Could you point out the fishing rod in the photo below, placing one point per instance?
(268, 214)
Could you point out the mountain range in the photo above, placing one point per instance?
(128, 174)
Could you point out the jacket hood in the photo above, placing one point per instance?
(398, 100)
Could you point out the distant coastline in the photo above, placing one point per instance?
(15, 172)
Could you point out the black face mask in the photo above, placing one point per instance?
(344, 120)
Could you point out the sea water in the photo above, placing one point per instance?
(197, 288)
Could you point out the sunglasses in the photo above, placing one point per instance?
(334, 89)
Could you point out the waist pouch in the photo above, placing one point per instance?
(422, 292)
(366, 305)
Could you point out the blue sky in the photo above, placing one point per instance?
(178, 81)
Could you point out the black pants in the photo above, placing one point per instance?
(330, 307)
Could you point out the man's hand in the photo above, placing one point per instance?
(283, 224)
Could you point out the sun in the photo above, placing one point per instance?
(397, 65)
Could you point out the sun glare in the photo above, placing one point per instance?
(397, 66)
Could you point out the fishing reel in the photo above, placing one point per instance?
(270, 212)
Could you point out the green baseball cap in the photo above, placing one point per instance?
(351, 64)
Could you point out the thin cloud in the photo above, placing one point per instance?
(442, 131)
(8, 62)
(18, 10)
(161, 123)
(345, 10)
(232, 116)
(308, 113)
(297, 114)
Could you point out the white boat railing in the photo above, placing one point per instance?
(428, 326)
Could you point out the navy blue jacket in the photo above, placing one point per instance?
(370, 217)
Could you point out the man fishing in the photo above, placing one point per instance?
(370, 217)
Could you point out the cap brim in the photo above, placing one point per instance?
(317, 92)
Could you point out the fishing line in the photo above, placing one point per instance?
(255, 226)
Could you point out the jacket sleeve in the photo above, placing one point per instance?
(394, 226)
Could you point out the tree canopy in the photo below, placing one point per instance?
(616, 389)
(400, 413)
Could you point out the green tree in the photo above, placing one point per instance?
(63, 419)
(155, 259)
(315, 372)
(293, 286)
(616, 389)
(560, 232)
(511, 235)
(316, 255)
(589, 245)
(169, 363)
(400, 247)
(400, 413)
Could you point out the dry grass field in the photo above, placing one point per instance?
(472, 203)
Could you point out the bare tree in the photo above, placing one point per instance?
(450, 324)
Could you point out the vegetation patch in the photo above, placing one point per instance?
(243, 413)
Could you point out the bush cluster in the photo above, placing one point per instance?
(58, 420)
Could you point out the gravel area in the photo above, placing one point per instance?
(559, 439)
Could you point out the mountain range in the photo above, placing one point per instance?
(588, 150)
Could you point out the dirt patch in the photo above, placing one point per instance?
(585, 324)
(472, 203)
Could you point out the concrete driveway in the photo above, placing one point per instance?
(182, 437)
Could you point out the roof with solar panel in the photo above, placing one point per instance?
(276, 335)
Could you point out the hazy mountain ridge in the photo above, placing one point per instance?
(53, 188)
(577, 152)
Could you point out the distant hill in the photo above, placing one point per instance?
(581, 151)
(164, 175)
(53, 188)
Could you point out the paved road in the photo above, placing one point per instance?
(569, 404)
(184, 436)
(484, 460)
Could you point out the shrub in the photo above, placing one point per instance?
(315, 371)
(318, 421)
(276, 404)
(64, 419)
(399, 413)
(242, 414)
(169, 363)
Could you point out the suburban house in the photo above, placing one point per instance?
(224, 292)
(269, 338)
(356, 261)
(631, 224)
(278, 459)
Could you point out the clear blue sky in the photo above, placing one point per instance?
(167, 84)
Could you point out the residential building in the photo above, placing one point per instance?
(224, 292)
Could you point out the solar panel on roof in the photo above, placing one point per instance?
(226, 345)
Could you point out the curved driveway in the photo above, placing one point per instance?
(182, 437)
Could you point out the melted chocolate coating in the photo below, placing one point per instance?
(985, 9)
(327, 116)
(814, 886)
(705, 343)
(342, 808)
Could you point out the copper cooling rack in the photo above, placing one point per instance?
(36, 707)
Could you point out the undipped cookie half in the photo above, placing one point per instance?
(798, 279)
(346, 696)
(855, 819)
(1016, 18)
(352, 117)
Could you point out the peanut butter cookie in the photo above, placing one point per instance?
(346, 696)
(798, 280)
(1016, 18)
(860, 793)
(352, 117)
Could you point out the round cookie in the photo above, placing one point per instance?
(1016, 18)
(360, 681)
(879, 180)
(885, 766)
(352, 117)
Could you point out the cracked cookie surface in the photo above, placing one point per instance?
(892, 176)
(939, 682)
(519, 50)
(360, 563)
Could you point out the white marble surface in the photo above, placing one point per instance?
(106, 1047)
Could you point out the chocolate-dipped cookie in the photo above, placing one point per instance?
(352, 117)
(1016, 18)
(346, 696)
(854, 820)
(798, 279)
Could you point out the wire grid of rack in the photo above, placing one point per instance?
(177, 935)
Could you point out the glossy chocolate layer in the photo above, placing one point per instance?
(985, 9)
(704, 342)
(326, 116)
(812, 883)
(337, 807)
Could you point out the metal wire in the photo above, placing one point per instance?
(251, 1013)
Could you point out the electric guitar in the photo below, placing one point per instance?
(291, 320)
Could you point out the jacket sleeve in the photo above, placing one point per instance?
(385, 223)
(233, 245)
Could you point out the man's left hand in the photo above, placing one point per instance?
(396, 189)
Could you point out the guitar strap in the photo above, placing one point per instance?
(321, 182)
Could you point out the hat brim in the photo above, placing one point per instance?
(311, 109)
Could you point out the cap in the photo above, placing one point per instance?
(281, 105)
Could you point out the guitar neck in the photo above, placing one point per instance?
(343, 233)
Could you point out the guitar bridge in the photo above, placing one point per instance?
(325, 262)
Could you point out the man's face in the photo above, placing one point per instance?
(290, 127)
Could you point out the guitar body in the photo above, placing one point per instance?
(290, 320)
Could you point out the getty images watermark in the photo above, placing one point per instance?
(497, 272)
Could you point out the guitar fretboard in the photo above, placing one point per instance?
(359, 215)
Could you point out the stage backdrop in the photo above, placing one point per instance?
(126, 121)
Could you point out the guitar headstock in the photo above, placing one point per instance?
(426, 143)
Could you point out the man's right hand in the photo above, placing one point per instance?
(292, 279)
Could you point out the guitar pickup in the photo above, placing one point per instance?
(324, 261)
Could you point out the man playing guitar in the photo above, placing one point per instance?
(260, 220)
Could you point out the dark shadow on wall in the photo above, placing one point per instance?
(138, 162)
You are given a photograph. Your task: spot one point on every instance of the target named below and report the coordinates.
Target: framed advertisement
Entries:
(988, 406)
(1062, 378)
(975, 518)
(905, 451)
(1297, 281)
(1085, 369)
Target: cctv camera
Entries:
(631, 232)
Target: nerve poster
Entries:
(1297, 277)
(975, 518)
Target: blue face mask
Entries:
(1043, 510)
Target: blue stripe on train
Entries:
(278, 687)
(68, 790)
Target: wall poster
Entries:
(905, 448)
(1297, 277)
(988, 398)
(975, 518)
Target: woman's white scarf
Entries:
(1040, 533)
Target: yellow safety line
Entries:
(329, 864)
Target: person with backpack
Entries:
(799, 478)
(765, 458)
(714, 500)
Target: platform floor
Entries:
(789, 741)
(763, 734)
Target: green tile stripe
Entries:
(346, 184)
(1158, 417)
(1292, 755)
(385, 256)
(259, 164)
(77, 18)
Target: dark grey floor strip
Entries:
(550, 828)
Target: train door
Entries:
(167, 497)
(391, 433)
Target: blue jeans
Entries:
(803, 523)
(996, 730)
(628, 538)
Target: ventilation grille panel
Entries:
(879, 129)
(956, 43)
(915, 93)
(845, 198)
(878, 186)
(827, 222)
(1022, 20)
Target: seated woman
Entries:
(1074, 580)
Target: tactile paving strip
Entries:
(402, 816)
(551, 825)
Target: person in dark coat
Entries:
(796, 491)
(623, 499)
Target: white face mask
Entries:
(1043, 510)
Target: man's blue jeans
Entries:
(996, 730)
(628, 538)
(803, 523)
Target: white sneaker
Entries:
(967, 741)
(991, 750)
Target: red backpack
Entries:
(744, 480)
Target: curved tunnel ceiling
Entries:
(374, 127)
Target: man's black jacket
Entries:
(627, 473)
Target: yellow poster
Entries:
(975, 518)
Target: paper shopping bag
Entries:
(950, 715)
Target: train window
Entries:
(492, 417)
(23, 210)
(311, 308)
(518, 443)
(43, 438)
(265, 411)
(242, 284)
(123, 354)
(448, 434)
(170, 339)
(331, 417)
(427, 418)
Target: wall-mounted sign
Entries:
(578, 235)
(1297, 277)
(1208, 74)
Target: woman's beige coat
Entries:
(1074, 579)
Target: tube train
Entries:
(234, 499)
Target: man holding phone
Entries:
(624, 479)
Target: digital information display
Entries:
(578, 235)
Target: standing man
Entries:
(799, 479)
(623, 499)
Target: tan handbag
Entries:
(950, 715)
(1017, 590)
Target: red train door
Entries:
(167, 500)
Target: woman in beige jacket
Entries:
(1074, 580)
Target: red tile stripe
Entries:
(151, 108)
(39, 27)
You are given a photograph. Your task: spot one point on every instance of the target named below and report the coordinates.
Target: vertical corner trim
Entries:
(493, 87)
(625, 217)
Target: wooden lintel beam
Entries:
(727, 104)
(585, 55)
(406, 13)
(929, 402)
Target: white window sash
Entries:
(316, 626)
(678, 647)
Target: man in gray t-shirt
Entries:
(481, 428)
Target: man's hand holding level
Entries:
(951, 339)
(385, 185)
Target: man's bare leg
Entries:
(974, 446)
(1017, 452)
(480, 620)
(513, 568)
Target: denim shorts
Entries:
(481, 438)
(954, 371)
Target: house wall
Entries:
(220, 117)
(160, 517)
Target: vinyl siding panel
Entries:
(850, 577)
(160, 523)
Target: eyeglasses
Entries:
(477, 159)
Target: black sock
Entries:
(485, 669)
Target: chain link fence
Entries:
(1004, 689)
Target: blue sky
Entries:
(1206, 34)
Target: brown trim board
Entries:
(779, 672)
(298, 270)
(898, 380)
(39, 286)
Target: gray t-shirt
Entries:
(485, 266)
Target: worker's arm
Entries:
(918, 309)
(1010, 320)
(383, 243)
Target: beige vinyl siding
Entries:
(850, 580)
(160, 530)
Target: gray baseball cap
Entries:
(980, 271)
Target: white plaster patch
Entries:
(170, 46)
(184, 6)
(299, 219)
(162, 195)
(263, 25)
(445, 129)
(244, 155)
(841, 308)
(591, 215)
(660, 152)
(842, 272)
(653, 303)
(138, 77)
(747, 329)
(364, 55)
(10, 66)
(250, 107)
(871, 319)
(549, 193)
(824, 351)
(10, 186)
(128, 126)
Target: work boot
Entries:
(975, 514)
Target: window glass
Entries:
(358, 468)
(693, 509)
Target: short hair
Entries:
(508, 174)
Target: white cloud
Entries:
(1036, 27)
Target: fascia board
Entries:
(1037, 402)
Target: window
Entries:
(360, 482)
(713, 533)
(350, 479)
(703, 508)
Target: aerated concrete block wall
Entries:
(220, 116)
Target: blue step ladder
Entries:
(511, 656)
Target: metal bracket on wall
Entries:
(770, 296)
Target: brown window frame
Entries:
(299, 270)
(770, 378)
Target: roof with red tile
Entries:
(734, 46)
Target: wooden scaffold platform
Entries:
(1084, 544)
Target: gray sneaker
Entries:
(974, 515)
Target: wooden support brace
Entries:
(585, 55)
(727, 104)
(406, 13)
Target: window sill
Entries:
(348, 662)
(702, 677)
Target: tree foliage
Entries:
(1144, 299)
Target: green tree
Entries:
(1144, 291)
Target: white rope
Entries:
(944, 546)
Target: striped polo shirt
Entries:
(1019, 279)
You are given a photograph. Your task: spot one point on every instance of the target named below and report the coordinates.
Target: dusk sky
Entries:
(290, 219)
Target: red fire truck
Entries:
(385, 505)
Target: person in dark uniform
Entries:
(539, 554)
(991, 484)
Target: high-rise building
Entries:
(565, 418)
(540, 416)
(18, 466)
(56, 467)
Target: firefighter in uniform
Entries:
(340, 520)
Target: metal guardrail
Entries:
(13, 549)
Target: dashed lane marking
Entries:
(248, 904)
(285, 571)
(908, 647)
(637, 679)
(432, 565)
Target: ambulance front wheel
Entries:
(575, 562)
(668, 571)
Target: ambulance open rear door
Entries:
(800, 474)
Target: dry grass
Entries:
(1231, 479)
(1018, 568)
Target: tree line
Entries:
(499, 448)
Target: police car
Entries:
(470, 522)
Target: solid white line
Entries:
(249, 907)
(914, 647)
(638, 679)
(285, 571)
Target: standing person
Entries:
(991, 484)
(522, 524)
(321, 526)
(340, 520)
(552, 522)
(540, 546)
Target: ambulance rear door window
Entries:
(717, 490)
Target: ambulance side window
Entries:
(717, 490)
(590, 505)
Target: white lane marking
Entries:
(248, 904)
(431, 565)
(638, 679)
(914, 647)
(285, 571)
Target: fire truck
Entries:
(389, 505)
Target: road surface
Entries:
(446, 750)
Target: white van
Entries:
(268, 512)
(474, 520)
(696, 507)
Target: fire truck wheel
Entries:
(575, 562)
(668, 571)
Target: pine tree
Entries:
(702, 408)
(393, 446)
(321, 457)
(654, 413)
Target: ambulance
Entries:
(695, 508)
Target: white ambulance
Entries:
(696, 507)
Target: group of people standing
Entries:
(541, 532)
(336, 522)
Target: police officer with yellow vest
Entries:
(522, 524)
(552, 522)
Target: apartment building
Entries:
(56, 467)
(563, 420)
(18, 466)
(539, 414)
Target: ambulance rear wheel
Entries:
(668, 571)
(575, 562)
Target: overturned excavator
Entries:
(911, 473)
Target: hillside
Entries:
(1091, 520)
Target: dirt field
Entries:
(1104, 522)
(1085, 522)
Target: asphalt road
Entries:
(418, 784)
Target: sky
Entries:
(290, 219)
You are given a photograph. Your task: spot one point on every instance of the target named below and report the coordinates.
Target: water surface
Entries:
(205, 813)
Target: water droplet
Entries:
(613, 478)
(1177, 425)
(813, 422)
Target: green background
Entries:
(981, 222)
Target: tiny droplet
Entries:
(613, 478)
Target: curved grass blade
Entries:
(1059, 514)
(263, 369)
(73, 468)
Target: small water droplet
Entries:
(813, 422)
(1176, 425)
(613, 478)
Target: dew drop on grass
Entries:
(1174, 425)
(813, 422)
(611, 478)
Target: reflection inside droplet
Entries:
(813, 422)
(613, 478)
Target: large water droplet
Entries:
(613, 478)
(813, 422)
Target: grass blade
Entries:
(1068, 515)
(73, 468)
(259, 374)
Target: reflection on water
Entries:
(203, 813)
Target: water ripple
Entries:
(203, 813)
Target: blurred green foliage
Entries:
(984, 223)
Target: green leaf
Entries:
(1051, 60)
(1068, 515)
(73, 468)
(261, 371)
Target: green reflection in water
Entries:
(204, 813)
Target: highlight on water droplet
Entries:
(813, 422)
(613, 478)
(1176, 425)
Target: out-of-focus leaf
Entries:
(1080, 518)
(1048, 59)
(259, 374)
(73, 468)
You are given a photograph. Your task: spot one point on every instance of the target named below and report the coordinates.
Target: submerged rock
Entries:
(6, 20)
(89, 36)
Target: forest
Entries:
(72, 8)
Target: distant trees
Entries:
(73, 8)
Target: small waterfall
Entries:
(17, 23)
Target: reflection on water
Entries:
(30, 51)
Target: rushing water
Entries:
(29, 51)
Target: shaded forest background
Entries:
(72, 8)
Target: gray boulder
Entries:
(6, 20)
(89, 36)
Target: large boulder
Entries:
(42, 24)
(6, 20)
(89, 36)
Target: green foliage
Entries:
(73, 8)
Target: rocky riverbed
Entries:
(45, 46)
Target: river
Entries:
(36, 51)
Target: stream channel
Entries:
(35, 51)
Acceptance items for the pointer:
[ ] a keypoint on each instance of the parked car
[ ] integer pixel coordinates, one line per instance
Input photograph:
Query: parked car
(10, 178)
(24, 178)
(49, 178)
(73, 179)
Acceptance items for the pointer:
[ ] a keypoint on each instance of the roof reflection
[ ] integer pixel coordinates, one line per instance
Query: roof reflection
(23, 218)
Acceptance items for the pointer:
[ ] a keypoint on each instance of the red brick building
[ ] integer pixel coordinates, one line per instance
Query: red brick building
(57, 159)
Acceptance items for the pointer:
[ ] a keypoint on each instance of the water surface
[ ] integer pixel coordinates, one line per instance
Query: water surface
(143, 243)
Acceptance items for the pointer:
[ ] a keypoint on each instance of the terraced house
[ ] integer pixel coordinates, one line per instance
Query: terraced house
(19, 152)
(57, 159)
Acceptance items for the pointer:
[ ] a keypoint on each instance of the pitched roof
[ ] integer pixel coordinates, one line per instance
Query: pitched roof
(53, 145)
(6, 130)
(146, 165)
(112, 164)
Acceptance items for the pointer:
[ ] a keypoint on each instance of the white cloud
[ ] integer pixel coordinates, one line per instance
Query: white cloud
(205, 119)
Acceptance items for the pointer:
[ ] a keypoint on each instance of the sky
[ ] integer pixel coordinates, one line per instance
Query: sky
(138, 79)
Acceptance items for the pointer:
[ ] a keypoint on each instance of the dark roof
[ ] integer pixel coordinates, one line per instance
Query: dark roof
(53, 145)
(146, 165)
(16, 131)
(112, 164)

____

The exercise: Collect every line of the rows above that contains the string "wall". Case counts, so match only that exact capitalization.

Output for this task:
Could you point out the dark shadow on wall in the photo above, placing one point per instance?
Target: wall poster
Target: wall-mounted sign
Target: house wall
Target: aerated concrete block wall
Target: metal bracket on wall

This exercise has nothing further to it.